● Set task
Please convert the lines of all the items below into a JSON list of strings, one string per line, skipping any blank lines.

-- Start --

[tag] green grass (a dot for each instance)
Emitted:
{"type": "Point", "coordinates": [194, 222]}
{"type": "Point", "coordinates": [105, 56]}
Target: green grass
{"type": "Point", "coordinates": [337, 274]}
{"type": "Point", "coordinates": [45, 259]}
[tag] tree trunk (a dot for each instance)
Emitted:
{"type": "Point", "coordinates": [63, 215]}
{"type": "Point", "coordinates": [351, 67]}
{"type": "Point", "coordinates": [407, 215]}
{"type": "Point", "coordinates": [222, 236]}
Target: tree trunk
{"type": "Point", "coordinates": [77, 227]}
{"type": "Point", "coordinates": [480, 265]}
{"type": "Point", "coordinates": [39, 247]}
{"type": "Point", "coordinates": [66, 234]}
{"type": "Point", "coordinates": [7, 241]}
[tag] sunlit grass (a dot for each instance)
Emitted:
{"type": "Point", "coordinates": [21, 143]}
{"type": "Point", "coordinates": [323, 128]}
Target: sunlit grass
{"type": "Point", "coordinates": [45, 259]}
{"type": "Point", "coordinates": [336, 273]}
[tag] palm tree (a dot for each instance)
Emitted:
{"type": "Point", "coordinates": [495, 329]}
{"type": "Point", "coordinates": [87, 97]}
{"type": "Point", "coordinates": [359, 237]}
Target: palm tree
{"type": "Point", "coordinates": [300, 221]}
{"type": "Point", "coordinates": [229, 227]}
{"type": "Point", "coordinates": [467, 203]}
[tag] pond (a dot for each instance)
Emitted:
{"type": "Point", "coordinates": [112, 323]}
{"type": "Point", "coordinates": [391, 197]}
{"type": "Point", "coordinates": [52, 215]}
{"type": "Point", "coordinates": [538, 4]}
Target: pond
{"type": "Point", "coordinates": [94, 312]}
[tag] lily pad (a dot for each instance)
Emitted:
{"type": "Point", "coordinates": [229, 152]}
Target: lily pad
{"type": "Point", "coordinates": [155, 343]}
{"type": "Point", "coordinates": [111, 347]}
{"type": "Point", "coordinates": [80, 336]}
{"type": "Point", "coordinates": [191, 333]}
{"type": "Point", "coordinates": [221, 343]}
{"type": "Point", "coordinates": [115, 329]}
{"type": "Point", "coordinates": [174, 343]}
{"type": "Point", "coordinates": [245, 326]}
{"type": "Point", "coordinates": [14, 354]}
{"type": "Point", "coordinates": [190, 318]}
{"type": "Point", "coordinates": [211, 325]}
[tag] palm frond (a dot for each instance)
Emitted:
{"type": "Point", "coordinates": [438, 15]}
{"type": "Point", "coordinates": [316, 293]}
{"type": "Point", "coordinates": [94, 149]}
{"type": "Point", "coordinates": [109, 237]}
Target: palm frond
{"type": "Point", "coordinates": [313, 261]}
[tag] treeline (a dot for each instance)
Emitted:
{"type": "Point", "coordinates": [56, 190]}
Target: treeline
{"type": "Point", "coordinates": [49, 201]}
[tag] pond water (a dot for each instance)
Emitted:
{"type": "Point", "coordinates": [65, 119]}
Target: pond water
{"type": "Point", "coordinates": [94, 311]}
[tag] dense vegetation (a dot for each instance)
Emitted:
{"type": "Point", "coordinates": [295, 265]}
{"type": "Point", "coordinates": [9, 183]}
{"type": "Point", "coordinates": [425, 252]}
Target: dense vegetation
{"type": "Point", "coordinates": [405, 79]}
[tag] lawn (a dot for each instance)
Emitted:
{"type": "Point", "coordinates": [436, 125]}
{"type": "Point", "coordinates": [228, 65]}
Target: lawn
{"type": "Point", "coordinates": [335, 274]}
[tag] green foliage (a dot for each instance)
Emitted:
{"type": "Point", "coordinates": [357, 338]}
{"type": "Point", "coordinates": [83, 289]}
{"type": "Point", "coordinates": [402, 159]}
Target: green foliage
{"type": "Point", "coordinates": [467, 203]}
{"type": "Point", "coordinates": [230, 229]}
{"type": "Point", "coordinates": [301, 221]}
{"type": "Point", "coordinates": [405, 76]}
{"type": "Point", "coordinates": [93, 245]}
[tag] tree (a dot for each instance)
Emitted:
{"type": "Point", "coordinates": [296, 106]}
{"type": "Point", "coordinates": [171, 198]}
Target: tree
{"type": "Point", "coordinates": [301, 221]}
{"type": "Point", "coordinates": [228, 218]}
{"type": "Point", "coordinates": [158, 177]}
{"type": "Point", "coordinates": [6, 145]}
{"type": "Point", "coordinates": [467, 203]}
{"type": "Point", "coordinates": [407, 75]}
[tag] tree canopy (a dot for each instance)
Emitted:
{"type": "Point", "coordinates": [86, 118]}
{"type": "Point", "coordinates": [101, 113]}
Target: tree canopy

-- End --

● Solution to this problem
[
  "[tag] green grass (a dot for each instance)",
  "Emitted:",
  "{\"type\": \"Point\", \"coordinates\": [194, 222]}",
  "{\"type\": \"Point\", \"coordinates\": [105, 56]}",
  "Target: green grass",
  "{\"type\": \"Point\", \"coordinates\": [337, 274]}",
  "{\"type\": \"Point\", \"coordinates\": [45, 259]}",
  "[tag] tree trunk (a dot for each instance)",
  "Emitted:",
  "{\"type\": \"Point\", \"coordinates\": [63, 215]}",
  "{\"type\": \"Point\", \"coordinates\": [351, 67]}",
  "{\"type\": \"Point\", \"coordinates\": [407, 215]}",
  "{\"type\": \"Point\", \"coordinates\": [222, 236]}",
  "Target: tree trunk",
  "{\"type\": \"Point\", \"coordinates\": [77, 227]}",
  "{\"type\": \"Point\", \"coordinates\": [480, 265]}",
  "{\"type\": \"Point\", \"coordinates\": [39, 247]}",
  "{\"type\": \"Point\", \"coordinates\": [66, 234]}",
  "{\"type\": \"Point\", \"coordinates\": [7, 241]}",
  "[tag] sunlit grass (a dot for each instance)",
  "Emitted:",
  "{\"type\": \"Point\", \"coordinates\": [21, 143]}",
  "{\"type\": \"Point\", \"coordinates\": [323, 128]}",
  "Target: sunlit grass",
  "{\"type\": \"Point\", \"coordinates\": [45, 259]}",
  "{\"type\": \"Point\", \"coordinates\": [336, 273]}",
  "[tag] palm tree (a dot for each instance)",
  "Emitted:",
  "{\"type\": \"Point\", \"coordinates\": [495, 329]}",
  "{\"type\": \"Point\", \"coordinates\": [87, 97]}",
  "{\"type\": \"Point\", \"coordinates\": [359, 237]}",
  "Target: palm tree",
  "{\"type\": \"Point\", \"coordinates\": [300, 221]}",
  "{\"type\": \"Point\", \"coordinates\": [229, 227]}",
  "{\"type\": \"Point\", \"coordinates\": [467, 203]}",
  "[tag] pond (a dot for each instance)",
  "Emitted:",
  "{\"type\": \"Point\", \"coordinates\": [112, 323]}",
  "{\"type\": \"Point\", \"coordinates\": [391, 197]}",
  "{\"type\": \"Point\", \"coordinates\": [52, 215]}",
  "{\"type\": \"Point\", \"coordinates\": [538, 4]}",
  "Target: pond",
  "{\"type\": \"Point\", \"coordinates\": [94, 312]}",
  "[tag] lily pad (a dot for each instance)",
  "Emitted:",
  "{\"type\": \"Point\", \"coordinates\": [229, 152]}",
  "Target: lily pad",
  "{\"type\": \"Point\", \"coordinates\": [155, 343]}",
  "{\"type\": \"Point\", \"coordinates\": [111, 347]}",
  "{\"type\": \"Point\", \"coordinates\": [80, 336]}",
  "{\"type\": \"Point\", \"coordinates\": [191, 333]}",
  "{\"type\": \"Point\", \"coordinates\": [221, 343]}",
  "{\"type\": \"Point\", \"coordinates\": [115, 329]}",
  "{\"type\": \"Point\", \"coordinates\": [174, 343]}",
  "{\"type\": \"Point\", \"coordinates\": [245, 326]}",
  "{\"type\": \"Point\", \"coordinates\": [14, 354]}",
  "{\"type\": \"Point\", \"coordinates\": [190, 318]}",
  "{\"type\": \"Point\", \"coordinates\": [211, 325]}",
  "[tag] palm frond (a dot for each instance)",
  "Emitted:",
  "{\"type\": \"Point\", \"coordinates\": [438, 15]}",
  "{\"type\": \"Point\", \"coordinates\": [316, 293]}",
  "{\"type\": \"Point\", \"coordinates\": [94, 149]}",
  "{\"type\": \"Point\", \"coordinates\": [109, 237]}",
  "Target: palm frond",
  "{\"type\": \"Point\", \"coordinates\": [313, 261]}",
  "[tag] treeline (a dot for each instance)",
  "Emitted:",
  "{\"type\": \"Point\", \"coordinates\": [56, 190]}",
  "Target: treeline",
  "{\"type\": \"Point\", \"coordinates\": [49, 201]}",
  "[tag] pond water (a dot for each instance)",
  "Emitted:",
  "{\"type\": \"Point\", \"coordinates\": [65, 119]}",
  "Target: pond water",
  "{\"type\": \"Point\", \"coordinates\": [94, 311]}",
  "[tag] dense vegetation (a dot for each instance)",
  "Emitted:",
  "{\"type\": \"Point\", \"coordinates\": [295, 265]}",
  "{\"type\": \"Point\", \"coordinates\": [9, 183]}",
  "{\"type\": \"Point\", \"coordinates\": [425, 252]}",
  "Target: dense vegetation",
  "{\"type\": \"Point\", \"coordinates\": [405, 79]}",
  "[tag] lawn (a dot for each instance)",
  "Emitted:",
  "{\"type\": \"Point\", \"coordinates\": [436, 125]}",
  "{\"type\": \"Point\", \"coordinates\": [228, 65]}",
  "Target: lawn",
  "{\"type\": \"Point\", \"coordinates\": [335, 274]}",
  "[tag] green foliage (a dot for each instance)",
  "Emitted:",
  "{\"type\": \"Point\", \"coordinates\": [357, 338]}",
  "{\"type\": \"Point\", \"coordinates\": [83, 289]}",
  "{\"type\": \"Point\", \"coordinates\": [402, 159]}",
  "Target: green foliage",
  "{\"type\": \"Point\", \"coordinates\": [467, 203]}",
  "{\"type\": \"Point\", \"coordinates\": [230, 229]}",
  "{\"type\": \"Point\", \"coordinates\": [301, 221]}",
  "{\"type\": \"Point\", \"coordinates\": [405, 76]}",
  "{\"type\": \"Point\", \"coordinates\": [93, 245]}",
  "[tag] tree (a dot for each instance)",
  "Emitted:",
  "{\"type\": \"Point\", \"coordinates\": [296, 106]}",
  "{\"type\": \"Point\", \"coordinates\": [171, 198]}",
  "Target: tree",
  "{\"type\": \"Point\", \"coordinates\": [301, 221]}",
  "{\"type\": \"Point\", \"coordinates\": [228, 218]}",
  "{\"type\": \"Point\", \"coordinates\": [158, 177]}",
  "{\"type\": \"Point\", \"coordinates\": [6, 145]}",
  "{\"type\": \"Point\", \"coordinates\": [467, 203]}",
  "{\"type\": \"Point\", \"coordinates\": [407, 75]}",
  "[tag] tree canopy (a dot for each instance)",
  "Emitted:",
  "{\"type\": \"Point\", \"coordinates\": [86, 118]}",
  "{\"type\": \"Point\", \"coordinates\": [101, 113]}",
  "Target: tree canopy"
]